▶ Do this:
According to the lecture report below, why did Cobb call the question of who "we the people" are central to decades of unresolved conflict? Answer in one to three sentences.

Jelani Cobb, staff writer for The New Yorker, took a hard look at what “we the people” has meant throughout history at the 10:45 a.m. morning lecture Tuesday, July 3 in the Amphitheater, continuing Week Two’s discussion of “American Identity.”
During Cobb’s tenure at The New Yorker, he has written extensively about race in America. His articles, including “The Anger in Ferguson,” “Murders in Charleston,” and “What We Talk About When We Talk About Reparations,” tackle injustice, the police and race.
He is the 2015 recipient of the Sidney Hillman Prize for Opinion & Analysis Journalism, the 2017 recipient of the Walter Bernstein Award from the Writers Guild of America East for his PBS Frontline series “Policing the Police,” and a Fulbright fellow.
This was his first visit to Chautauqua Institution.
“This is an immense country — sprawling — and if we were to ask ‘what America is,’ we could give any variety of answers,” Cobb said. “We could say that it is a nation-state, in North America — the North American continent — that covers 3.8 million square miles. That it has a population of 325 million people…”
Cobb rattled off facts about the U.S., from religious makeup to racial breakdown. He told the audience “a lot about the United States,” but not “who we are.”
“ ‘Who we are’ is a much broader, philosophical question,” he said. “It is best understood by our responses in times of difficulty. It is what we do in our most mundane moments. It is what we hold onto in our most cherished values.”
The question of who are “we the people,” Cobb said, is central to decades of unresolved conflict — he called it “the fundamental divide” — because for most of the nation’s history, “we” has been exclusive to white people.

▶ Data supplied:
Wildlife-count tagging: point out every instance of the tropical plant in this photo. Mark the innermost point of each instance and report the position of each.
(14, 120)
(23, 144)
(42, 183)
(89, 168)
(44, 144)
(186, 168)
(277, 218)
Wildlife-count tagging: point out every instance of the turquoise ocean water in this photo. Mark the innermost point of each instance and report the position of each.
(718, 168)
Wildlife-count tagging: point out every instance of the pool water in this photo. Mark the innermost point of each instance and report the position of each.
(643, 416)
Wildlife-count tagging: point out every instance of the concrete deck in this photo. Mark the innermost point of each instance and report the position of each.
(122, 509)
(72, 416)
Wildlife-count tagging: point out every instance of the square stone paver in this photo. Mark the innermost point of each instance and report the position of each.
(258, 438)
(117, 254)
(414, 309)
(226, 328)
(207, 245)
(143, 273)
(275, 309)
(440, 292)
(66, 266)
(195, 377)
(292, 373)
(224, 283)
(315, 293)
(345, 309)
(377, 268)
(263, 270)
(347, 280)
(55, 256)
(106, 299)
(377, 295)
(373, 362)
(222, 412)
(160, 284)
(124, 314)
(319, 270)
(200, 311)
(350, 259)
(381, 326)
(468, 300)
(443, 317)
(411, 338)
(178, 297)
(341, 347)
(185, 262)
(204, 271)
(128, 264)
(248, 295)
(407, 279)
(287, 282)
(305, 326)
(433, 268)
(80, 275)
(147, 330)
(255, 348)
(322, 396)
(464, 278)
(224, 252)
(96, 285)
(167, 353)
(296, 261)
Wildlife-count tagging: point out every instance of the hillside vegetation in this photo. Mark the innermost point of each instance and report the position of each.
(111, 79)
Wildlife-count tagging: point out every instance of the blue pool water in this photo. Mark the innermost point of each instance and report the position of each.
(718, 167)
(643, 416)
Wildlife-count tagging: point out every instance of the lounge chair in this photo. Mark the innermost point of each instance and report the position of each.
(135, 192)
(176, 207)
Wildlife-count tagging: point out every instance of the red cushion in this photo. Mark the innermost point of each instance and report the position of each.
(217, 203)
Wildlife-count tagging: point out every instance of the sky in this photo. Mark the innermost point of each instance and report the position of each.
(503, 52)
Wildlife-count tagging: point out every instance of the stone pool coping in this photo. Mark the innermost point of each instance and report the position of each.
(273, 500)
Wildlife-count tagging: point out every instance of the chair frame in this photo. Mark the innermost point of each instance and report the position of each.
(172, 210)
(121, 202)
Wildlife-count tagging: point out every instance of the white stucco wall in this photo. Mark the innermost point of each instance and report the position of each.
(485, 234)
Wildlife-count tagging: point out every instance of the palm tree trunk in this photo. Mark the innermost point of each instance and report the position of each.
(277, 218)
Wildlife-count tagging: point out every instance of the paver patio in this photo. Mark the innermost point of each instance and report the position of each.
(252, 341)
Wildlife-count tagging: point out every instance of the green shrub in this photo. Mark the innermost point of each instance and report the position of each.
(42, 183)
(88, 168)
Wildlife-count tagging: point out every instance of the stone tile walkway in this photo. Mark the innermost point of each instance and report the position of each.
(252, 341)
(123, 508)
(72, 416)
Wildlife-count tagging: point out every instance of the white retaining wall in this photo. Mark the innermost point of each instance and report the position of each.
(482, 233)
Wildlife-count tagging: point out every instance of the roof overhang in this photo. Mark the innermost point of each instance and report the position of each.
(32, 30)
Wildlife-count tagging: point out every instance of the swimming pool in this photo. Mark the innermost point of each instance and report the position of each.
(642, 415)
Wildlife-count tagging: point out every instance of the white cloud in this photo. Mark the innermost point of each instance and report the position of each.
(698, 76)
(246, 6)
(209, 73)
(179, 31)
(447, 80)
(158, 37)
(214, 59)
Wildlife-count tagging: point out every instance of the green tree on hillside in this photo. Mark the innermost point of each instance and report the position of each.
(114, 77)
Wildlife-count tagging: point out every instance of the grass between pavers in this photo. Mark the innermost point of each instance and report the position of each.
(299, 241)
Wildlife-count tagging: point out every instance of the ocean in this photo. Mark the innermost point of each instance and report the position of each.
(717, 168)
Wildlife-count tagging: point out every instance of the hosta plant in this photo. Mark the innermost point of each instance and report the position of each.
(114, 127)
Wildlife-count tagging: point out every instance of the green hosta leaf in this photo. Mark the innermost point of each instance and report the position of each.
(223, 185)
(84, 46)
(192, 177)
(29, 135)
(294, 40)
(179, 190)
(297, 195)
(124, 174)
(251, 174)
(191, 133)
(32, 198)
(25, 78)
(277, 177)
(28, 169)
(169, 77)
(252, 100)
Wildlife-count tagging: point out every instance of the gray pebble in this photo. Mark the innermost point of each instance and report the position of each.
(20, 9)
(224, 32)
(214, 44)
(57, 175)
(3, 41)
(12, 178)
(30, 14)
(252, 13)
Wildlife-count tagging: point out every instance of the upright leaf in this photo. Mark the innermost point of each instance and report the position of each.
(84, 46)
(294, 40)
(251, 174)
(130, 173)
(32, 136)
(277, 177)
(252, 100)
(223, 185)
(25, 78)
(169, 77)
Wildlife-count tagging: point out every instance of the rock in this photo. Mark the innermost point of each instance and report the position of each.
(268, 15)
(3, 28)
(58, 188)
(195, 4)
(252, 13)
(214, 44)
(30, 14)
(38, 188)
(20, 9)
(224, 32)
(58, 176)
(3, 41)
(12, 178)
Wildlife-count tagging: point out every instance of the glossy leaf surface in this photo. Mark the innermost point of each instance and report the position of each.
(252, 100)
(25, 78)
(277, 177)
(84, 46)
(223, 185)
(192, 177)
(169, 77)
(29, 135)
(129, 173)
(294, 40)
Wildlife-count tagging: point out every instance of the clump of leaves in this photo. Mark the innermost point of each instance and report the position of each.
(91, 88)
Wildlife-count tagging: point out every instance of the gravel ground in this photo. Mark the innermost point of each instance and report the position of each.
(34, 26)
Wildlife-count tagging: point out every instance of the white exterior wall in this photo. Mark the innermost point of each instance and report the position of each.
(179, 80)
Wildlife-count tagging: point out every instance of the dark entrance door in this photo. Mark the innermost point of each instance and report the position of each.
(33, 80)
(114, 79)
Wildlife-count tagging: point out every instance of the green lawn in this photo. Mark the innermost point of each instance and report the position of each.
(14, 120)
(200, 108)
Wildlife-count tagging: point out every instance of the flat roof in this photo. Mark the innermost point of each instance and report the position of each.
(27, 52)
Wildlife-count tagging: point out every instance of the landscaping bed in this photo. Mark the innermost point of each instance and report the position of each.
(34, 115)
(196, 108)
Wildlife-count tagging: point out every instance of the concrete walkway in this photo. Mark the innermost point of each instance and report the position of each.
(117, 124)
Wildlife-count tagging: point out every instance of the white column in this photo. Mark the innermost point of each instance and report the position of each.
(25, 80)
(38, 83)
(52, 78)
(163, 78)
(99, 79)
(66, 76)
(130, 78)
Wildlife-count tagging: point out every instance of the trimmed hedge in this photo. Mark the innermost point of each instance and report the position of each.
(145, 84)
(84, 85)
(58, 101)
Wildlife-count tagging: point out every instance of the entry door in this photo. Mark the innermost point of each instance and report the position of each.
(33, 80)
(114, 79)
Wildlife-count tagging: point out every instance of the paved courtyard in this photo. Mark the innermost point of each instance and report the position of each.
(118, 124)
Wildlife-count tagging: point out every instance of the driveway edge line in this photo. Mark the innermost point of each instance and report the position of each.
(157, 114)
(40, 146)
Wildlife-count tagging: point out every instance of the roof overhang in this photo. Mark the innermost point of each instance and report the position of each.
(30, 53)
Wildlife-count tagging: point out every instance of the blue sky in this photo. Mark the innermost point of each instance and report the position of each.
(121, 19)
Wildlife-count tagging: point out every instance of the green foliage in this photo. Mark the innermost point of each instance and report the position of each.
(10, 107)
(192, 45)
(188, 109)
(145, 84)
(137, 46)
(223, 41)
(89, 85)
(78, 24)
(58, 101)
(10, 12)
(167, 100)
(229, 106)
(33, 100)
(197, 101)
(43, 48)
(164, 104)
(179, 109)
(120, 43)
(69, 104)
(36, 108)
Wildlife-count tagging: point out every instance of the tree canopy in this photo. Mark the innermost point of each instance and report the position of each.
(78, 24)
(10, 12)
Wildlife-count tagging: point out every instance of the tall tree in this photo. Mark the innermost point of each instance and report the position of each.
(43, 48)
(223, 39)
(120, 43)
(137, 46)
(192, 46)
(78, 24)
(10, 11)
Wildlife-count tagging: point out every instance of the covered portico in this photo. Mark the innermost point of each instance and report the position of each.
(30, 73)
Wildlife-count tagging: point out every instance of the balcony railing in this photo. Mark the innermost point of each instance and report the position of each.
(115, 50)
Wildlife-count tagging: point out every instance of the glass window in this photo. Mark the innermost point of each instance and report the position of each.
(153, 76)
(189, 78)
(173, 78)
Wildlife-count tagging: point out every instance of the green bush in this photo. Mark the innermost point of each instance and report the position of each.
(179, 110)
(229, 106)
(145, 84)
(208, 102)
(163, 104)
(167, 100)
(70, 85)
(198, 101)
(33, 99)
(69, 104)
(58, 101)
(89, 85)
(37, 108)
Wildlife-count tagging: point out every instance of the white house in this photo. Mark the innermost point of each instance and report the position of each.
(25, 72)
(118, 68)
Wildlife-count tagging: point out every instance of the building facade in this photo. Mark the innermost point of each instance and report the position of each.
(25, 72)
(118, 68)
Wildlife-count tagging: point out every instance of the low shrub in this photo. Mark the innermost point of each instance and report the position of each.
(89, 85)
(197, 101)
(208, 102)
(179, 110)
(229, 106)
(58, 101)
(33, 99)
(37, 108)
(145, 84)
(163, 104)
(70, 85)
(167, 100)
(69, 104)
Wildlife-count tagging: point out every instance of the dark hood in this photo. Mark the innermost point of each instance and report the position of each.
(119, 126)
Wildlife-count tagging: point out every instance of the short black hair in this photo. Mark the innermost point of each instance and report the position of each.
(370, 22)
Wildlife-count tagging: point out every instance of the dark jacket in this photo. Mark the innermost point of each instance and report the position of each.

▶ Answer for the task:
Cobb called it central, naming it "the fundamental divide," because for most of the nation's history, "we" has been exclusive to white people.